• _Prompt_:
Write out the records word for word, starting at the very beginning and going on through the line that contains "[[[43,36],[20,93],[71,112],[95,73]]]", including that line. Leave the pictures out of your answer.

Start Materials provided

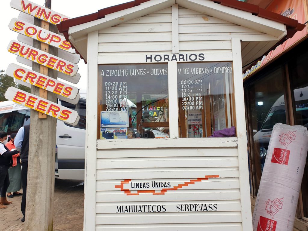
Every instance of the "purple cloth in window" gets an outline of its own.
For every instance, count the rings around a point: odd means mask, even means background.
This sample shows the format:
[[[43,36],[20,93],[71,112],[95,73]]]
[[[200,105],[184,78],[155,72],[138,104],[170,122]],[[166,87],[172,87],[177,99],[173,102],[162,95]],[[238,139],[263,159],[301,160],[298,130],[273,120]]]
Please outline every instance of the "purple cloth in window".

End Materials provided

• _Response to this task_:
Every instance of the "purple cloth in window" gets an outline of its own.
For every instance, count the rings around a point: odd means mask, even means background.
This sample shows the format:
[[[43,36],[20,93],[71,112],[95,73]]]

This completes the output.